SOURCE DOCUMENT

************

This interview was conducted in February 2023 and has been edited for brevity and clarity.
About Sanimir Resić
Sanimir Resić is a Swedish historian who was born in 1964 in the city of Split in then Yugoslavia and moved to Sweden with his family at the age of two. In 1998, he started teaching about the history of the Balkans at Lund University, and the following year he defended his doctoral thesis in history with the dissertation “American Warriors in Vietnam“. Resić has held several roles at the university, such as prefect, university lecturer, associate professor, assistant dean, and dean. His most well-known works for the public are “Balkans historia: Jugoslaviens uppgång och fall” (The History of the Balkans: The Rise and Fall of Yugoslavia) (2006, fifth edition published in 2018) and “Jugoslaviens undergång: krigen, freden, framtiden 1991-2017” (The Fall of Yugoslavia: The Wars, Peace, Future 1991-2017) (2018).
The analysis of the Balkans and former Yugoslavia often looks different depending on whether you are speaking with a Croat, Serb, or Bosnian. Therefore, the first question needs to be what background you have and how it shapes your view and analytical ability of this complex subject?
– I completely agree with the premise. Over the almost 25 years I have been teaching this subject, students often start with that question right away. My colleagues who teach in other subjects rarely get asked about their roots. I come from what is usually referred to as a “mixed marriage.” My father was Bosnian, a secularized Bosnian Muslim, not particularly religious. My mother was born a Catholic in Italy to an Italian mother and a Croatian father, or Dalmatian, as he described himself.
– When some people hear this, they quickly conclude that I speak for the Bosniaks or that I speak for the Croats. But I have developed a method for when I teach and write, where I do my best to cut away any feelings and stick to the matter at hand. An example is occasions when students with a Serbian background have begun to defend war crimes in Kosovo. Then I have pointed out to them that it is about people who killed civilians in your name, such as Arkan who was behind terrible war crimes. It should bother you more than the fact that it has been exposed. Why do you do this to yourself?
– Another example is when I gave a lecture on corruption and organized crime, in which unfortunately many Albanians are involved. An Albanian exchange student from Kosovo became extremely upset, claiming that I was smearing Albanians. I did my best to explain that I am not making this up. This information comes from reliable sources, such as Interpol, Europol, and reports from the EU Commission. He just turned and left. We can all get stuck in emotionally biased positions at times, and it’s important that others point out when it seems to be an emotional blockage rather than an objective stance.
“My father was born in that very town where this happened. I would be emotionally detached if I were not affected by this fact.”
– I am not immune to being emotionally affected either. There’s a specific day, May 31st, called White Armband Day to remember the massacre in the Bosnian town of Prijedor. It was on May 31st, 1992, that the Bosnian Serbs ordered all non-Serbs, mostly Bosnian Muslims and some Croats, to wear white armbands and hang white flags on their homes, allegedly for their safety. However, it turned out to be the opposite. All houses with white flags were burned, and people with white armbands were either beaten, raped, murdered, or placed in concentration camps. My father was born in that very town where this happened. I would be emotionally detached if I were not affected by this fact. Therefore, I never delve too deeply into this event, and I prefer to consult my colleagues when I need to cover it in my teaching. But again, it’s not something I made up, and I would never convey information that I cannot trace to its source.

************

CHALLENGES
**a.** Return the passage of the interview from "The analysis of" up to and including "this complex subject?", word for word.
**b.** Answer these questions using the interview:
(i) In which city was Sanimir Resić born?
(ii) What was the title of his doctoral dissertation?
(iii) What is the name of the day, May 31st, that remembers the massacre in Prijedor?

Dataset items
************

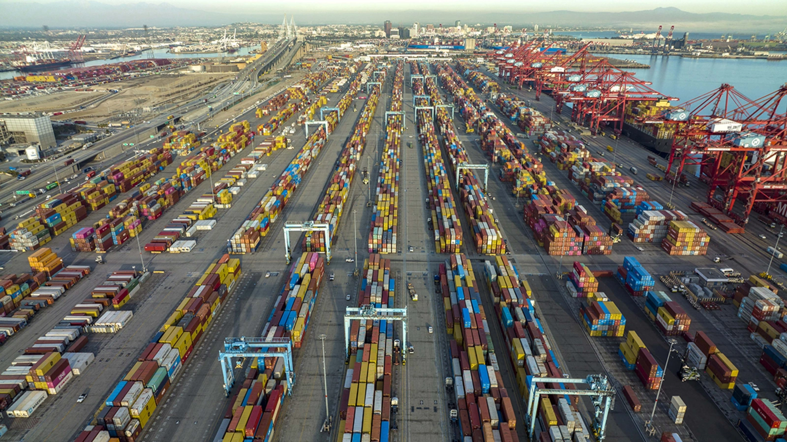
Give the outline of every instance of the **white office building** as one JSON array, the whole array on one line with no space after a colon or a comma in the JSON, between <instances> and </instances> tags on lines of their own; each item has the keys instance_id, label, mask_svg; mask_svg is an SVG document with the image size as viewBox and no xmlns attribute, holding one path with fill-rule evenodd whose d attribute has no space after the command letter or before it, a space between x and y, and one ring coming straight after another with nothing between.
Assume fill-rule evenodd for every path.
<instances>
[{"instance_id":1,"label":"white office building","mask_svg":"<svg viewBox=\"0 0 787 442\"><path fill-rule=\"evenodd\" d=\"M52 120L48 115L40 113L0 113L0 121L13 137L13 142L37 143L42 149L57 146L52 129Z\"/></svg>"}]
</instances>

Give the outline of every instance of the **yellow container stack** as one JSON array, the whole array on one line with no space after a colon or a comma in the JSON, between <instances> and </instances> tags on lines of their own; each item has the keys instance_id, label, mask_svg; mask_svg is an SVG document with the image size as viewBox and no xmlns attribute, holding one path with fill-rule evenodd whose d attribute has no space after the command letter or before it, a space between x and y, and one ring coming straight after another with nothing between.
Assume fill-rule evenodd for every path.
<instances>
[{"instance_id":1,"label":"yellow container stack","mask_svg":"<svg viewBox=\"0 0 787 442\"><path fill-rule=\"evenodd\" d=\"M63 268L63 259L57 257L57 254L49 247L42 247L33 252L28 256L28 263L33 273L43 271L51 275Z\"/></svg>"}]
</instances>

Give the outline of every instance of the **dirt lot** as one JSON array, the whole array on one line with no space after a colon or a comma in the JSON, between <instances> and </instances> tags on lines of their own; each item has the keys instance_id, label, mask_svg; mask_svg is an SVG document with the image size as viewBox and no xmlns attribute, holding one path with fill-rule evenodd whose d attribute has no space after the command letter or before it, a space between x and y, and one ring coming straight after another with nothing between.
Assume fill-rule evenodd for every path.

************

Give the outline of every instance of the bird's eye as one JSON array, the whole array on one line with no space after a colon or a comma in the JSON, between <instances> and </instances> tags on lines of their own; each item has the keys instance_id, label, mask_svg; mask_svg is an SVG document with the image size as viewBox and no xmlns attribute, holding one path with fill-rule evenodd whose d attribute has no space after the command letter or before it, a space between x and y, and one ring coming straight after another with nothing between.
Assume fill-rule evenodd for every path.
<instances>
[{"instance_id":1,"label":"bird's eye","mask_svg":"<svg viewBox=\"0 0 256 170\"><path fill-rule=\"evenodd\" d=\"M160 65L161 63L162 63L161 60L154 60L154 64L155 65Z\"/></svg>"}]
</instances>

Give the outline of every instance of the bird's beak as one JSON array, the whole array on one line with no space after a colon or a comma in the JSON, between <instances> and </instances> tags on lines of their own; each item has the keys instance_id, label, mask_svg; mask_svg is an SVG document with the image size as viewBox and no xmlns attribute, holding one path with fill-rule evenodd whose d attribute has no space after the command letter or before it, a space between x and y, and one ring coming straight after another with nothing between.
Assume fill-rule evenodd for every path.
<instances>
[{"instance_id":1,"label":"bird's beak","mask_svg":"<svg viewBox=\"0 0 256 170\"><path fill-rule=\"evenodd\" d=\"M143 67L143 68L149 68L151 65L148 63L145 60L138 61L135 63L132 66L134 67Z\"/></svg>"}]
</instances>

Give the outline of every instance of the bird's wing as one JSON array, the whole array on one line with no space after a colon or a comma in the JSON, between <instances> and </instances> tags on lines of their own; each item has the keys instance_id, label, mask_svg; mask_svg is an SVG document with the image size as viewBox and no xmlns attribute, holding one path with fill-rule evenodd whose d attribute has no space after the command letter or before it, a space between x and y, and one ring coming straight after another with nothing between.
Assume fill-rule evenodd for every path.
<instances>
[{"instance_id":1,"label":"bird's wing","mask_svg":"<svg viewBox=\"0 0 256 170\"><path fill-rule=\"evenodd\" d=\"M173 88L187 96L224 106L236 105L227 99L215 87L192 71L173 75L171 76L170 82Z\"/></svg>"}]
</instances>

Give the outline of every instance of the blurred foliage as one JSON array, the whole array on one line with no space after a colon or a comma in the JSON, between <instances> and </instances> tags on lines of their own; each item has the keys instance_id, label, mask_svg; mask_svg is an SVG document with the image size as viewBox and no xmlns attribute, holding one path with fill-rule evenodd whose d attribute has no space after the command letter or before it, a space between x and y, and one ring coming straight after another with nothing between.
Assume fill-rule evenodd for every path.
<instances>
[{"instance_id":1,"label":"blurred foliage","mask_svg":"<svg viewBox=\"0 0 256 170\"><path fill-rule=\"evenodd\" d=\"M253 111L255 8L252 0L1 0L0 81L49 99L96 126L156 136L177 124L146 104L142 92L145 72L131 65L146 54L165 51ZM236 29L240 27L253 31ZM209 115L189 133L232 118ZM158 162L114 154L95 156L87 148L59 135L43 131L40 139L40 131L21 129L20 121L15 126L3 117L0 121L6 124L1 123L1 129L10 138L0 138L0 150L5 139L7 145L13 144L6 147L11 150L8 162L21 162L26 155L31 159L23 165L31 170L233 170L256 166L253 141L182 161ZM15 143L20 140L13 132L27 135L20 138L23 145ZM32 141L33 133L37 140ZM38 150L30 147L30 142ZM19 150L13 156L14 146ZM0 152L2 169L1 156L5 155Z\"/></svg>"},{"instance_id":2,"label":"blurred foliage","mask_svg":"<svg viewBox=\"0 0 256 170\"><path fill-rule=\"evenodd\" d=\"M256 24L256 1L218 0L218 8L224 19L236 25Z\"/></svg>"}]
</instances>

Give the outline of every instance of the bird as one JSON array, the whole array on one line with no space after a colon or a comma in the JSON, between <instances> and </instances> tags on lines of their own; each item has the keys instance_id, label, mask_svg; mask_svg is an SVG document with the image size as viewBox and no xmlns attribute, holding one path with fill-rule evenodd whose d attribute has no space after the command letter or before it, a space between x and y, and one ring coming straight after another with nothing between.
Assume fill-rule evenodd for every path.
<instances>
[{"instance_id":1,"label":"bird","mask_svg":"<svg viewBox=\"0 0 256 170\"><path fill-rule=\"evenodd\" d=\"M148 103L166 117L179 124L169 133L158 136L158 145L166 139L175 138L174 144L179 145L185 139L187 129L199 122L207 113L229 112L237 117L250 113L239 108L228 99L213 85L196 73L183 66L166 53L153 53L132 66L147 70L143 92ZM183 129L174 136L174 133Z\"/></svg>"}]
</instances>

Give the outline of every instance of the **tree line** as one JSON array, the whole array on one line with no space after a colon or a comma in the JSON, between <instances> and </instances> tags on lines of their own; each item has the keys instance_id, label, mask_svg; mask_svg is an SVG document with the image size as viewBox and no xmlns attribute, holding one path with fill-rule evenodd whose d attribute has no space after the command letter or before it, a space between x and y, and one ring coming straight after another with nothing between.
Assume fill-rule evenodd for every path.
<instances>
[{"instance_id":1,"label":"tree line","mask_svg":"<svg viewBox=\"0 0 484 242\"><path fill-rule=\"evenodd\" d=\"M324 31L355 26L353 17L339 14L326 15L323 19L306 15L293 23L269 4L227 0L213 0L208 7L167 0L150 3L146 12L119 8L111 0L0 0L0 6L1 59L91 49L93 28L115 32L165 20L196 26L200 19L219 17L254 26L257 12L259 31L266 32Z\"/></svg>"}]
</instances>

************

RESPONSES
**a.**
The analysis of the Balkans and former Yugoslavia often looks different depending on whether you are speaking with a Croat, Serb, or Bosnian. Therefore, the first question needs to be what background you have and how it shapes your view and analytical ability of this complex subject?

**b.**
(i) Split
(ii) "American Warriors in Vietnam"
(iii) White Armband Day